Activity – Return every record below exactly.

Exercise data –
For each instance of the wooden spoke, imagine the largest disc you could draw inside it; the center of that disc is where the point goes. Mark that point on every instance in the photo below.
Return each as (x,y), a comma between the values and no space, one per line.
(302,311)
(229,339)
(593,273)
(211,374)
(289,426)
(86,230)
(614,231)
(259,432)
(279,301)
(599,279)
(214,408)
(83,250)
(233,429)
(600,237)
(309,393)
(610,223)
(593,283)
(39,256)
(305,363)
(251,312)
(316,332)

Exercise response –
For each instance of the wooden spoke, imagine the largest disc you could draw inside it; the center of that disc is where the point goes. Mark that point on every instance in the photo below.
Return each as (x,y), a comma between the values and no space, one per line.
(302,311)
(229,339)
(593,273)
(211,374)
(289,426)
(86,230)
(614,231)
(259,432)
(279,301)
(599,279)
(214,408)
(83,250)
(233,429)
(600,237)
(309,393)
(610,223)
(593,283)
(39,256)
(305,363)
(251,312)
(316,332)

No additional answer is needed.